(Referring expression pointing data)
#####

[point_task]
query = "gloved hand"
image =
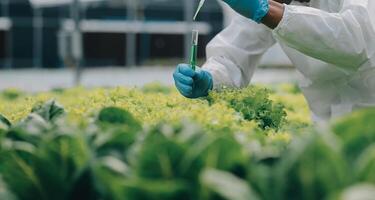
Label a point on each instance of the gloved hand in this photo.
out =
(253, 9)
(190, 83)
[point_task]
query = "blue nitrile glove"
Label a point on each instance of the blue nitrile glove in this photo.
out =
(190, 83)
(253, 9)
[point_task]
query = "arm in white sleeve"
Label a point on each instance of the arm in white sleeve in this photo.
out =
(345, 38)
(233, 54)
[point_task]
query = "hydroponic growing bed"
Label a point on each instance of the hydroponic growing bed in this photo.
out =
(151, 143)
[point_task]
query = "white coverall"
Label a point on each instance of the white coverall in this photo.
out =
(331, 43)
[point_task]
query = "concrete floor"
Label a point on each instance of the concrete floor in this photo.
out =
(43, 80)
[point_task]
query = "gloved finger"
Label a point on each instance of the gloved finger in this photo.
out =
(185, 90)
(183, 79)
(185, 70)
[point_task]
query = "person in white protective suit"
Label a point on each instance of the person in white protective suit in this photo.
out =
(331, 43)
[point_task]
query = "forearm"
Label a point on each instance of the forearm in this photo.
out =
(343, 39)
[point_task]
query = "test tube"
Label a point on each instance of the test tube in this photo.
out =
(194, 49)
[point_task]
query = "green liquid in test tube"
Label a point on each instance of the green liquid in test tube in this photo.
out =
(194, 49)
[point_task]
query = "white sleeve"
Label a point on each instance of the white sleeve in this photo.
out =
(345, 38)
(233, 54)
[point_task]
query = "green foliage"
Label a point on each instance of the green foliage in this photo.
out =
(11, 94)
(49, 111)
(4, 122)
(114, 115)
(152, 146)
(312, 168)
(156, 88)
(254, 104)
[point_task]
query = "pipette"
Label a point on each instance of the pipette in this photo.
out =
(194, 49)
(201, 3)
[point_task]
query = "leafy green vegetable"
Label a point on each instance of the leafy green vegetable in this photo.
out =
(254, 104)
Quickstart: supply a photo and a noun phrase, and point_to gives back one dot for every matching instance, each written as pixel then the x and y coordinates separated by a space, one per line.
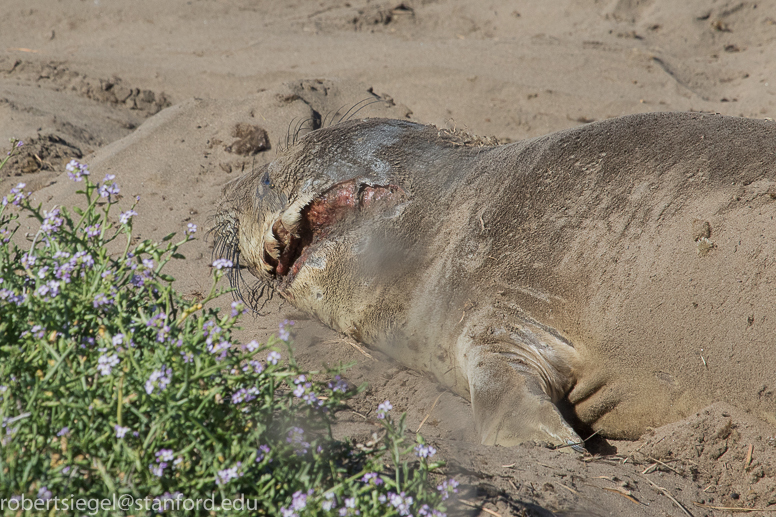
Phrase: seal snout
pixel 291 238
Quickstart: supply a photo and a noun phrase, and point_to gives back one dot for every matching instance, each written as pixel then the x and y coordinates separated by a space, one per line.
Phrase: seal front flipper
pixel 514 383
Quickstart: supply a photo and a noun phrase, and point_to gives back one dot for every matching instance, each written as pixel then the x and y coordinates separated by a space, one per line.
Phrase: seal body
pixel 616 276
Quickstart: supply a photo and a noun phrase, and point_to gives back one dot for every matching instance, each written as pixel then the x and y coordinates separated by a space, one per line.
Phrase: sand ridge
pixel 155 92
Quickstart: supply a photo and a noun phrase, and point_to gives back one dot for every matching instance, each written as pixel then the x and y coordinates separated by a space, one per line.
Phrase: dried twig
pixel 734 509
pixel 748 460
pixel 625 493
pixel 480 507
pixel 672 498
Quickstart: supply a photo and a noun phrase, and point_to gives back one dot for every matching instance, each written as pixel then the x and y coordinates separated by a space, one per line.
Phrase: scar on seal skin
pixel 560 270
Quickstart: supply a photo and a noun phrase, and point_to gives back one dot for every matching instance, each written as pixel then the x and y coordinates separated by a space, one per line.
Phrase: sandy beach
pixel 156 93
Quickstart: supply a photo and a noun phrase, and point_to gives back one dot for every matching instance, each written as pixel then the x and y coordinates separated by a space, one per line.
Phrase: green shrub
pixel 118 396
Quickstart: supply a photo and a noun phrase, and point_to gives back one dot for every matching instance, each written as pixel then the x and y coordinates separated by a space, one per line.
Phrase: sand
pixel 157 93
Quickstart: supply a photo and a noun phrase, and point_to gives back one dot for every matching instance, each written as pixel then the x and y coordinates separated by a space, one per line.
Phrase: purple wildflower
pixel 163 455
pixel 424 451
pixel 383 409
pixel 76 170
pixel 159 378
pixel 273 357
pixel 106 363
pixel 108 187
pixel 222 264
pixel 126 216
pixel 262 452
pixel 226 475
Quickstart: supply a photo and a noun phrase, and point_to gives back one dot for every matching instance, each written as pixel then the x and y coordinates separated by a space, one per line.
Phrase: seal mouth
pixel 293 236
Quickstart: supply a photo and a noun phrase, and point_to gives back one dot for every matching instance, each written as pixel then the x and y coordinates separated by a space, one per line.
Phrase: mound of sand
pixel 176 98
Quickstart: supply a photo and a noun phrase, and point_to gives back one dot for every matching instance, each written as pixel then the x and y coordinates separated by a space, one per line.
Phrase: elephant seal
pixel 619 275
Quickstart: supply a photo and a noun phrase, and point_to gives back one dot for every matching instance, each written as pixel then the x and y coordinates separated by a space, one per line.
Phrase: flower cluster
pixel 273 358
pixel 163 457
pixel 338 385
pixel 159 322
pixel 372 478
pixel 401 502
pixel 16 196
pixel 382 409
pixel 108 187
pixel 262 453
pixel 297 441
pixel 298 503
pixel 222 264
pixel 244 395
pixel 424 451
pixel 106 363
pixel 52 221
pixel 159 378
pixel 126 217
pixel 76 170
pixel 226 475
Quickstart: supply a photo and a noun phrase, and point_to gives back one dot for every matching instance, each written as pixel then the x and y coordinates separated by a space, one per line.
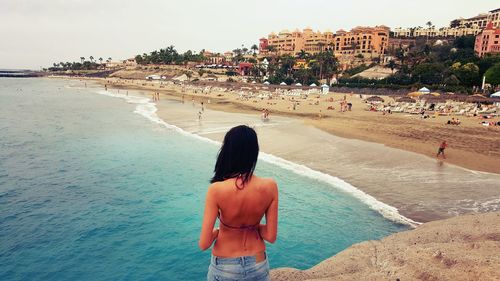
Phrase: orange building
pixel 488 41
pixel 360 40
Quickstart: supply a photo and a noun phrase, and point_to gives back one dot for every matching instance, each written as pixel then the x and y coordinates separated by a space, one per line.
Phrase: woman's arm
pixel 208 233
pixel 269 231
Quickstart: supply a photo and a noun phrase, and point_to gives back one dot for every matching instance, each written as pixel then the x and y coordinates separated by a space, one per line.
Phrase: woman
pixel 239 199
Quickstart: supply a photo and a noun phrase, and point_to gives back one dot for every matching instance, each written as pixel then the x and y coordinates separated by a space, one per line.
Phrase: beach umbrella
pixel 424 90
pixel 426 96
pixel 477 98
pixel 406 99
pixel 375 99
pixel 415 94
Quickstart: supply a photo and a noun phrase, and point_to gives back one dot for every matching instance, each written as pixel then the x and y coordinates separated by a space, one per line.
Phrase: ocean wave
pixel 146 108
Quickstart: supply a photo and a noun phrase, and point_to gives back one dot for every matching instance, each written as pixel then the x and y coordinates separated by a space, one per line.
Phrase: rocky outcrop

#####

| AIM OF THE TASK |
Could you retype all the entries exactly, skipping the pictures?

| OUTPUT OF THE TASK |
[point_task]
query = "gloved hand"
image =
Label a point on each instance of the gloved hand in this photo.
out =
(253, 9)
(190, 83)
[point_task]
query = "blue nitrile glove"
Label a point on each instance of the blue nitrile glove in this photo.
out =
(190, 83)
(253, 9)
[point_task]
query = "arm in white sleeve"
Label a point on each instance of the arm in white sleeve in this photo.
out =
(345, 38)
(233, 54)
[point_task]
query = "hydroponic growing bed"
Label a point on each instance of the hydroponic growing bed in this photo.
out =
(151, 143)
[point_task]
query = "white coverall"
Label a point on each instance of the white coverall in this photo.
out =
(331, 43)
[point_task]
query = "concrete floor"
Label a point on each instance of the concrete floor in this photo.
out =
(43, 80)
[point_task]
query = "gloved finger"
Label a point on each instance of the gloved finger in this photo.
out =
(185, 90)
(183, 79)
(185, 70)
[point_task]
query = "person in white protective suit"
Label a point on each instance of the person in white protective suit in this photo.
out =
(331, 43)
[point_task]
query = "forearm"
Label a point on each instance of the forearm in this photo.
out =
(343, 39)
[point_task]
query = "test tube"
Label a point on each instance of the test tube in this photo.
out =
(194, 49)
[point_task]
query = "green liquid in test tube"
Label a point on each instance of the green liquid in test tube in this photo.
out =
(194, 49)
[point_task]
query = "white sleeve"
Label a point on each instance of the white sleeve in this photo.
out =
(345, 38)
(233, 54)
[point_task]
query = "green foliage"
Label a point on each instance of the green foliage in this photo.
out =
(11, 94)
(49, 111)
(4, 122)
(114, 115)
(152, 146)
(312, 168)
(156, 88)
(254, 104)
[point_task]
query = "pipette"
Label a point on each instance of the pipette in this photo.
out =
(194, 49)
(201, 3)
[point_task]
query = "leafy green vegetable"
Label a point on each instance of the leafy green vegetable in this photo.
out =
(254, 104)
Quickstart: supply a photo and a noun phrase, and point_to gives back one dot for every matching instance, each written as pixel then the x and y coordinates separated by a space, one per line.
Phrase: seal snout
pixel 291 238
Quickstart: supply a photo and a noun phrase, and point_to gives back one dot for every matching instance, each written as pixel then the x and y coordinates separated by a space, one per line.
Phrase: seal front flipper
pixel 514 383
Quickstart: supply a photo and a noun phrase, and point_to gives back one dot for every matching instance, each written as pixel then the x and y coordinates separated by a space, one per line.
Phrase: seal body
pixel 616 276
Quickstart: supply a photo and a noun phrase, and point_to gives back one dot for every matching instance, each written as pixel then the x and y coordinates separated by a space, one per line.
Phrase: sand ridge
pixel 155 92
Quickstart: supply a photo and a noun phrase, and point_to gives back one dot for every matching instance, each written as pixel then the x and y coordinates separated by a space, one per line.
Phrase: dried twig
pixel 734 509
pixel 748 460
pixel 625 493
pixel 480 507
pixel 672 498
Quickstart: supply a photo and a noun phrase, and point_to gives back one dot for every matching instance, each written as pixel then the x and y coordinates separated by a space, one per line.
Phrase: scar on seal skin
pixel 560 270
Quickstart: supply a photo and a noun phrase, and point_to gives back one dot for every matching instance, each written as pixel then the x and y coordinates separated by a space, one per line.
Phrase: sandy beach
pixel 156 93
Quickstart: supply a photo and a noun phrase, and point_to gives back one dot for every matching instance, each written as pixel then the x and y coordinates separated by a space, one per line.
Phrase: green shrub
pixel 118 396
Quickstart: supply a photo and a noun phrase, and point_to gives back one dot for every matching instance, each written as pixel then the x and y coordinates separated by a space, one per line.
Phrase: sand
pixel 157 93
Quickstart: supply a photo and a noun phrase, and point_to gives back one dot for every matching instance, each written as pixel then the x and y coordinates separated by a space, one per line.
Phrase: purple wildflower
pixel 163 455
pixel 424 451
pixel 383 409
pixel 76 170
pixel 159 378
pixel 273 357
pixel 106 363
pixel 108 187
pixel 222 264
pixel 126 216
pixel 262 452
pixel 226 475
Quickstart: supply a photo and a noun phrase, and point_to gives back one dot for every matching instance, each written as pixel then the x and y coordinates separated by a space, one per line.
Phrase: seal mouth
pixel 293 236
Quickstart: supply a photo and a noun phrase, and point_to gives back one dot for every matching instance, each written as pixel then the x and y coordinates separated by a space, one per line.
Phrase: mound of sand
pixel 176 98
Quickstart: supply a photo and a noun phrase, and point_to gives back one dot for every matching instance, each written as pixel then the x and y coordinates separated by a space, one per line.
Phrase: elephant seal
pixel 619 275
Quickstart: supply a photo and a noun phrase, and point_to gives back one dot for every matching instance, each written as pixel then the x and y coordinates separated by a space, one per line.
Phrase: flower cluster
pixel 273 358
pixel 163 457
pixel 338 385
pixel 159 322
pixel 372 478
pixel 401 502
pixel 16 196
pixel 382 409
pixel 108 187
pixel 262 453
pixel 297 441
pixel 298 503
pixel 222 264
pixel 244 395
pixel 424 451
pixel 106 363
pixel 52 221
pixel 159 378
pixel 126 217
pixel 76 170
pixel 226 475
Quickstart: supply a photo and a noun phrase, and point_to gives back one dot for every matching instance, each written as pixel then the x and y coordinates separated by a space, one per line.
Phrase: orange building
pixel 488 41
pixel 360 40
Quickstart: supply a photo and a noun phrase, and point_to gives back one dot for every matching instance, each written as pixel then the x and y coordinates separated by a space, one per line.
Phrase: woman's arm
pixel 208 233
pixel 269 231
Quickstart: supply a photo and a noun phrase, and point_to gives back one dot for every matching instance, each written as pixel then the x and y coordinates separated by a space, one per line.
Phrase: woman
pixel 239 199
Quickstart: supply a photo and a noun phrase, and point_to gives back one dot for every matching instance, each written as pixel then the x and y coordinates separated by a space, one per line.
Phrase: beach umbrella
pixel 424 90
pixel 426 96
pixel 477 98
pixel 406 99
pixel 375 99
pixel 415 94
Quickstart: supply a photo and a noun phrase, and point_to gives back one dot for every matching instance, each written as pixel then the x and y coordinates separated by a space, one per line.
Phrase: ocean wave
pixel 146 108
Quickstart: supply a photo and a noun phrase, and point_to gives back one dot for every matching instance, each written as pixel then the x and y coordinates separated by a space, one per line.
Phrase: rocky outcrop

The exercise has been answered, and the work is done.